▶ [Assignment]: Write every line below out again exactly, images omitted.

Image point grounding data:
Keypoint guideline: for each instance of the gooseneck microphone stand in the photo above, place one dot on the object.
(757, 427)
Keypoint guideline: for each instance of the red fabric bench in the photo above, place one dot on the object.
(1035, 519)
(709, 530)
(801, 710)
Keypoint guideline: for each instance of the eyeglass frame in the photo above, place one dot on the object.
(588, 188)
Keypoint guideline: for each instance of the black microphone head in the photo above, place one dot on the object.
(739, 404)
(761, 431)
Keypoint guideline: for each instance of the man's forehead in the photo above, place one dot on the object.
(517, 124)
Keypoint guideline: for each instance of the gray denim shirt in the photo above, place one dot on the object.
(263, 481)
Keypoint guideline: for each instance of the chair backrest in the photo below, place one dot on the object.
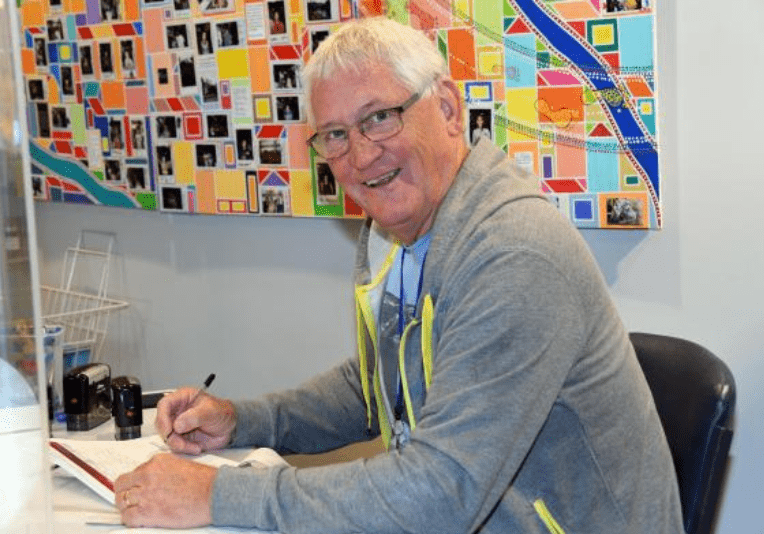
(694, 392)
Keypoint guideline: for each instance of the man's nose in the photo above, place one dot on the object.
(363, 151)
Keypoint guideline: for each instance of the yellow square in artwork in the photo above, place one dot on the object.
(263, 108)
(232, 63)
(64, 52)
(479, 92)
(489, 64)
(603, 35)
(646, 108)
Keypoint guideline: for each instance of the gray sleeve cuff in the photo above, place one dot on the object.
(237, 497)
(253, 425)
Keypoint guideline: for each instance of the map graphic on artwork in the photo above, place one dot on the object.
(196, 106)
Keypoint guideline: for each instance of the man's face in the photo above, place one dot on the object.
(400, 181)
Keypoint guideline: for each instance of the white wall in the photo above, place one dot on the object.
(266, 303)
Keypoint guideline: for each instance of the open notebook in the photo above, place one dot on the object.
(98, 463)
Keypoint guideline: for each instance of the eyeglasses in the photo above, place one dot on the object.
(378, 126)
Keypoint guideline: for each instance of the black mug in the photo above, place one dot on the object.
(127, 407)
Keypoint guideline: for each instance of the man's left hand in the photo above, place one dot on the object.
(166, 491)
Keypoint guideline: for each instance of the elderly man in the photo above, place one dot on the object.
(491, 359)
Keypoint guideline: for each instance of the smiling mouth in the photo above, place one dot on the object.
(382, 180)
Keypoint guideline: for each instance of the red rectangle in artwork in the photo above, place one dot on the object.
(189, 103)
(63, 147)
(270, 131)
(70, 187)
(96, 105)
(175, 104)
(192, 126)
(120, 30)
(128, 137)
(285, 52)
(564, 186)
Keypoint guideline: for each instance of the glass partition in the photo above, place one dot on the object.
(25, 502)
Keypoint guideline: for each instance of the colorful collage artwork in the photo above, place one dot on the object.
(196, 106)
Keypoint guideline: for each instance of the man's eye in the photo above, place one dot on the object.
(380, 116)
(335, 135)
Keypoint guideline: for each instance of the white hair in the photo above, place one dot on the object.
(411, 56)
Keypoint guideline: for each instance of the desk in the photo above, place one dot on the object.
(75, 505)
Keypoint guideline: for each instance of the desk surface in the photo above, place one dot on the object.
(75, 505)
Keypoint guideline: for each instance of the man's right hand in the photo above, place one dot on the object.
(194, 426)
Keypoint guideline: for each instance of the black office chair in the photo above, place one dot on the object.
(694, 392)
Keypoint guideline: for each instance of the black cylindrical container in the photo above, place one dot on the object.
(127, 407)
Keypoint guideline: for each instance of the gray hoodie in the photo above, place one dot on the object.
(537, 418)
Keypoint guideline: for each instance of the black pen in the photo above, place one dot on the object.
(201, 390)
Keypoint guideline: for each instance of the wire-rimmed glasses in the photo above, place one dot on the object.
(377, 126)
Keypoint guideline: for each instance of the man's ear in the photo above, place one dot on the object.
(451, 105)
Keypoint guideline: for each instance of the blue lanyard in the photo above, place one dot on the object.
(402, 325)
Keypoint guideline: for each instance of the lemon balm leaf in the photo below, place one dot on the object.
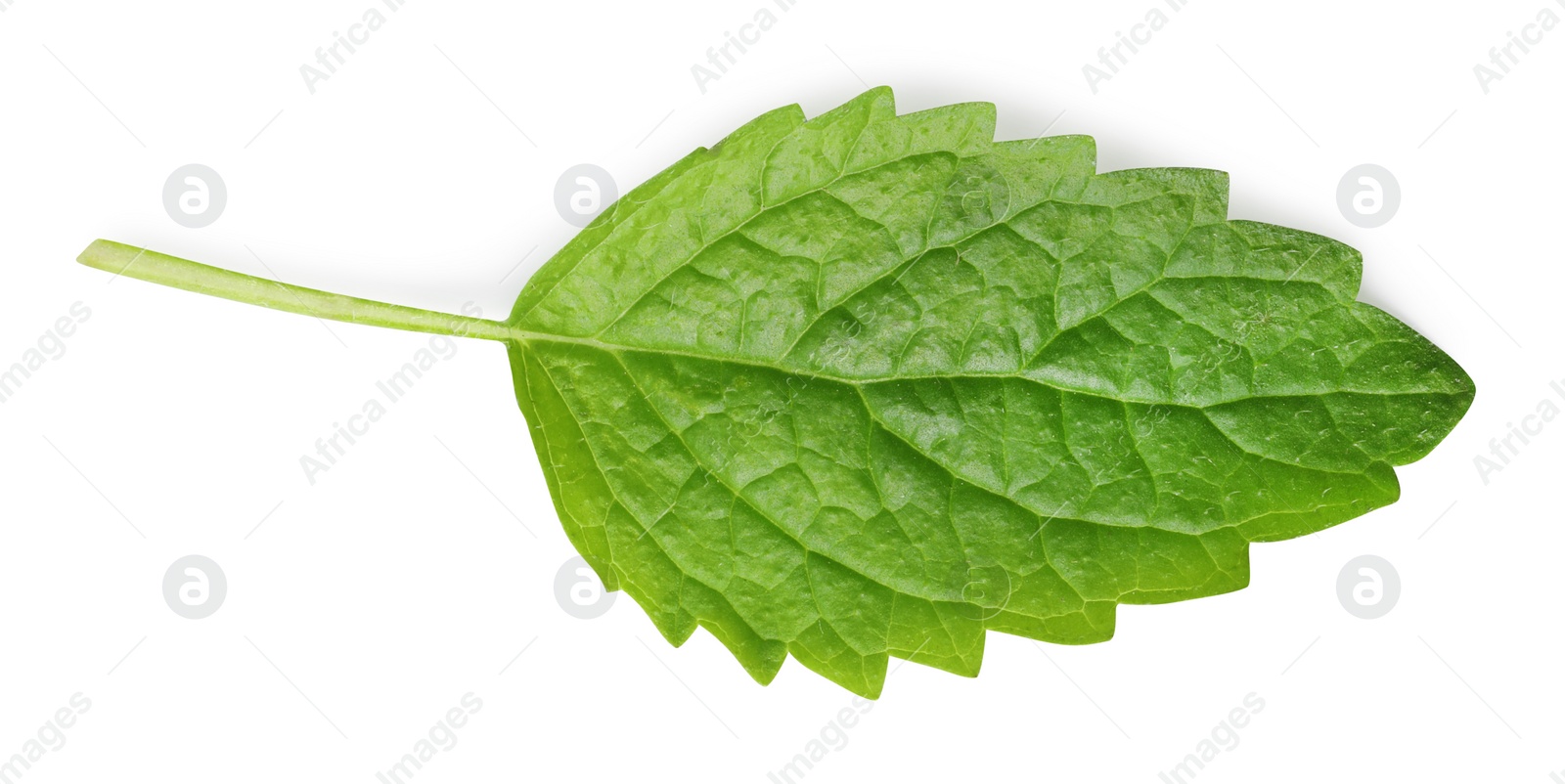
(872, 385)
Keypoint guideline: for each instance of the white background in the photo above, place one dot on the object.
(365, 606)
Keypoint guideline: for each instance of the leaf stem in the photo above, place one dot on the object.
(179, 273)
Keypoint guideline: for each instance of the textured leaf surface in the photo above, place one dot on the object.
(871, 385)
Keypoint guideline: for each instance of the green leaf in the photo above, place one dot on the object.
(872, 385)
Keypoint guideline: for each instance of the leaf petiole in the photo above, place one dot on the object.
(179, 273)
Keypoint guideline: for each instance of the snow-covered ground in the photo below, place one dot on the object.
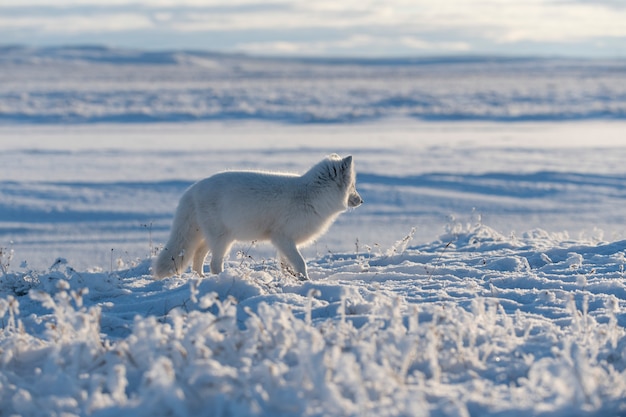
(483, 276)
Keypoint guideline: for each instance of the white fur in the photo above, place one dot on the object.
(288, 210)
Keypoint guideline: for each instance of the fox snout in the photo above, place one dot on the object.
(354, 200)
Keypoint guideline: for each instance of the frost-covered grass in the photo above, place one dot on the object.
(474, 323)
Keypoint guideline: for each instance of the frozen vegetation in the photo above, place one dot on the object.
(483, 275)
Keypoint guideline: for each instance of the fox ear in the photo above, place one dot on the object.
(346, 162)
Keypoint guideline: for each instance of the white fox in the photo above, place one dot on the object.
(288, 210)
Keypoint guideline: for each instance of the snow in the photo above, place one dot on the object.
(483, 275)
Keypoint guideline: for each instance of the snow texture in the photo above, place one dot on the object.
(483, 275)
(81, 85)
(473, 324)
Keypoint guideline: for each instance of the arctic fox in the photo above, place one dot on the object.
(286, 209)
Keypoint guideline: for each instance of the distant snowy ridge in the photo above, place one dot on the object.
(97, 84)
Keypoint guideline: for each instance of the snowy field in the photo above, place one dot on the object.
(483, 275)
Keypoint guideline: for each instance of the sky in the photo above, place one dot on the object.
(344, 28)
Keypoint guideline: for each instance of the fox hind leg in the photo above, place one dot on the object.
(288, 250)
(199, 256)
(219, 249)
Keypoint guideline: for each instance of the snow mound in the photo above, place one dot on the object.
(473, 324)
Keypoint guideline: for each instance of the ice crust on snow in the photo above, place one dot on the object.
(475, 323)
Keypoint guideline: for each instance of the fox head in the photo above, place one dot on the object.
(341, 170)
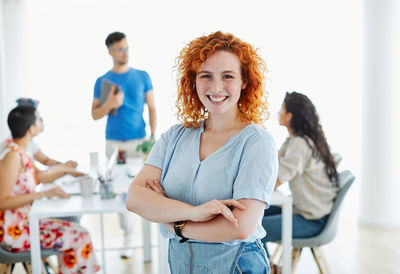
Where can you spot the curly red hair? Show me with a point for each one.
(252, 102)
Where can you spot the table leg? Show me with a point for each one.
(162, 254)
(146, 228)
(103, 258)
(35, 244)
(287, 237)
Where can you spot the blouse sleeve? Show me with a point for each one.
(258, 169)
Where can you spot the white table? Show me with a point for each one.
(277, 198)
(77, 205)
(286, 202)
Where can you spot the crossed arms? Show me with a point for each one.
(213, 221)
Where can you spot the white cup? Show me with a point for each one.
(86, 184)
(94, 159)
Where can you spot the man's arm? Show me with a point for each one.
(152, 111)
(114, 100)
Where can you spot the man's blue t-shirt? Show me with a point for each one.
(128, 123)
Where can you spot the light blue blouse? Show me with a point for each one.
(244, 167)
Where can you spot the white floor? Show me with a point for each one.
(354, 250)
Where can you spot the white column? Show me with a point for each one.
(3, 112)
(380, 186)
(13, 55)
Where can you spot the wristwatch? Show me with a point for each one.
(178, 230)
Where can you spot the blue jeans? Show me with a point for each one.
(302, 228)
(216, 258)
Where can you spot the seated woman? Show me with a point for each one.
(218, 168)
(306, 162)
(17, 192)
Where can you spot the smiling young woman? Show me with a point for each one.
(208, 180)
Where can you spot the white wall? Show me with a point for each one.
(13, 56)
(310, 46)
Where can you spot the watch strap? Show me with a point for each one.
(178, 230)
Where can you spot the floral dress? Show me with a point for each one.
(72, 240)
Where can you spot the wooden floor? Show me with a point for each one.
(355, 249)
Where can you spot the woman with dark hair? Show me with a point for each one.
(306, 162)
(17, 192)
(208, 179)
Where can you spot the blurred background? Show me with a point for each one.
(54, 50)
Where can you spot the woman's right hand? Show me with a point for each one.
(56, 192)
(211, 209)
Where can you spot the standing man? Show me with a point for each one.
(130, 90)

▶ [Answer to this exercise]:
Keypoint guideline: for each instance of the gooseneck microphone stand in the photo above, place one dot on the object.
(757, 427)
Keypoint guideline: for each instance of the red fabric bench in the photo above, place one dot on the object.
(1035, 519)
(709, 530)
(801, 710)
Keypoint guideline: for each instance of the eyeglass frame in the photo above, place one dot on the object.
(588, 188)
Keypoint guideline: for each instance of the black microphone head in the photo above, place one dot on the object.
(739, 404)
(761, 431)
Keypoint guideline: for each instance of the man's forehead in the photo above, place one dot on the object.
(517, 124)
Keypoint guideline: for each instance of the gray denim shirt in the photo above, place one dot on the object.
(263, 481)
Keypoint guideline: for each instance of the chair backrest in the photo below, place one dot on the object.
(694, 392)
Keypoint guideline: for each instance of the man's nose in the photo above, place one dot on the object.
(363, 151)
Keypoint guideline: for each instance of the yellow square in artwork in the photo above, place one dot on the object.
(263, 108)
(232, 63)
(64, 52)
(479, 92)
(489, 64)
(603, 35)
(646, 108)
Keypoint guideline: for each instance of the gray sleeve cuff in the photo above, place one dot on the object.
(237, 497)
(253, 425)
Keypoint guideline: for each instance of the map graphic on artwork in the photo above, place one dot on the object.
(196, 106)
Keypoint guideline: for each instance of the man's face in the photo above, place one dot on the object.
(400, 181)
Keypoint guideline: for each instance of the white wall in the photo above, place one dot on the object.
(266, 303)
Keypoint guideline: for each instance of the open notebook in the photo above, place one dot on the object.
(98, 463)
Keypoint guideline: for each instance of the eyeglasses in the photo above, place one dot on the object.
(378, 126)
Keypoint guideline: for each instance of the black mug in the photo above, place one dot on the object.
(127, 407)
Keypoint guideline: for each instance of the man's left hand in the photo above, place one dot on the object.
(166, 491)
Keypoint guideline: for each instance of the elderly man in the photo above, place one dot on the object.
(491, 359)
Keypoint guideline: for each instance of the smiling mouth in the photo above, place one dot on the object.
(382, 180)
Keypoint guideline: for each instance of the red rectangle in artwork in the photo above, place one dot on the object.
(189, 103)
(63, 147)
(270, 131)
(70, 187)
(96, 105)
(175, 104)
(192, 126)
(120, 30)
(128, 137)
(285, 52)
(564, 186)
Keypoint guideline: for each instance of the glass partition in the photo above, place one dot on the object.
(25, 502)
Keypoint guideline: for each instance of the colorful collage artwork in the photo above, place one dot on the object.
(196, 106)
Keypoint guideline: for each instance of the man's eye in the photo above, place one dot on the object.
(380, 116)
(335, 135)
Keypoint guideline: for each instance of the white hair in the photo above, place one dot on the object.
(411, 56)
Keypoint guideline: for each instance of the desk in the photo above, place one dot on the object.
(75, 505)
Keypoint guideline: for each instance of the desk surface in the photo above, place one dot on the object.
(75, 505)
Keypoint guideline: for each instance of the man's right hand in the photo above, place one dot on the object.
(194, 426)
Keypoint guideline: for each instance of the black office chair in the photo above, place one dot on the object.
(694, 392)
Keypoint guideline: for each instance of the black cylindrical container in the photo above, place one dot on the object.
(127, 407)
Keypoint guideline: for each instance of the gray hoodie in the photo above, place one dot on the object.
(537, 418)
Keypoint guideline: for each instance of the black pen in the photo above, place one dot on the object.
(201, 390)
Keypoint guideline: for each instance of the wire-rimmed glasses in the photo above, place one dot on the object.
(377, 126)
Keypoint guideline: for each instance of the man's ear in the photo above, place one dot on the object.
(451, 105)
Keypoint guideline: for each instance of the blue lanyard in the photo above, place one dot on the object.
(402, 325)
Keypoint guideline: for each instance of the lemon balm leaf in the photo below, place one dot on the object.
(872, 385)
Keypoint guideline: for each instance of the white background in the photo above, place one dot on the object.
(365, 606)
Keypoint guideline: for each instance of the leaf stem in the photo above, place one dot on the object.
(179, 273)
Keypoint guideline: for each instance of the textured leaf surface in the photo above, place one dot on the object.
(871, 385)
Keypoint guideline: for each instance of the green leaf in the photo above, place one dot on the object.
(872, 385)
Keypoint guideline: for each instance of the leaf petiole in the photo above, place one dot on the object.
(179, 273)
Keypoint guideline: for each instance of the snow-covered ground in the photo below, place one dot on the object.
(483, 276)
Keypoint guideline: for each instance of the white fur in the photo above, place one dot on the object.
(288, 210)
Keypoint guideline: for each instance of the fox snout in the photo above, place one dot on the object.
(354, 200)
Keypoint guideline: for each instance of the frost-covered grass in the photo above, place one dot on the object.
(474, 323)
Keypoint guideline: for each instance of the frozen vegetation in the photo above, place one dot on the object.
(483, 275)
Keypoint guideline: for each instance of the fox ear in the photo above, place one dot on the object.
(346, 162)
Keypoint guideline: for each instance of the white fox in the photo above, place one dot on the object.
(288, 210)
Keypoint guideline: for each instance of the snow in the photo above, place one dot on the object.
(483, 275)
Keypoint guideline: for each instance of the snow texture in the photo above, place one dot on the object.
(483, 275)
(81, 85)
(473, 324)
Keypoint guideline: for each instance of the arctic fox in the photo above, place one dot on the object.
(286, 209)
Keypoint guideline: for each instance of the distant snowy ridge in the photo above, place one dot on the object.
(97, 84)
Keypoint guideline: for each instance of the snowy field in the photo above, place one dot on the object.
(483, 275)
Keypoint guideline: for each instance of the sky in the photo above, place one dot on the object.
(344, 28)
Keypoint guideline: for each instance of the fox hind leg in the photo above, place one dot on the object.
(288, 250)
(199, 256)
(219, 249)
Keypoint guideline: for each instance of the snow mound in the photo above, place one dot on the object.
(473, 324)
Keypoint guideline: for each instance of the ice crust on snow in the photo above, place one dot on the object.
(475, 323)
Keypoint guideline: for each instance of the fox head in the photo above, place one dot on the object.
(341, 170)
Where can you spot the curly red hair? Show me with a point for each one.
(252, 102)
Where can you spot the table leg? Show me with a point for each one.
(162, 254)
(146, 228)
(103, 258)
(35, 244)
(287, 237)
Where can you spot the blouse sleeve? Show me with a point for each one.
(258, 169)
Where can you spot the white table? Show me with a point for each one.
(277, 198)
(77, 205)
(286, 202)
Where can you spot the crossed arms? Show me with a point for each one.
(213, 221)
Where can you spot the white cup? Show me with a point for each one.
(86, 184)
(94, 159)
Where can you spot the man's arm? Show me with a point for each one.
(152, 111)
(114, 100)
Where can you spot the man's blue t-shirt? Show me with a point for each one.
(128, 123)
Where can you spot the light blue blouse? Show me with a point for each one.
(244, 167)
Where can you spot the white floor? Show me with a point for each one.
(354, 250)
Where can you spot the white column? Show me with a point for each one.
(3, 112)
(380, 186)
(13, 55)
Where can you spot the wristwatch? Show me with a point for each one.
(178, 230)
Where can you spot the blue jeans? Show me with a point for each one.
(302, 228)
(216, 258)
Where can you spot the seated woman? Show me with a point for each one.
(218, 168)
(306, 162)
(17, 192)
Where can you spot the smiling young woman? Show me with a point for each one.
(208, 180)
Where can you spot the white wall? Show me with a point for each one.
(13, 56)
(310, 46)
Where can you spot the watch strap? Show me with a point for each one.
(178, 230)
Where can you spot the floral dress? Show me with a point for each one.
(72, 240)
Where can you spot the wooden floor? Show me with a point for each one.
(355, 249)
Where can you spot the woman with dark hair? Show me with a point for each one.
(306, 162)
(17, 192)
(208, 179)
Where can you spot the blurred background? Show me with a point for each one.
(54, 50)
Where can you spot the woman's right hand? Show me with a point for each one.
(56, 192)
(211, 209)
Where can you spot the standing man? Show me with a point for each one.
(130, 90)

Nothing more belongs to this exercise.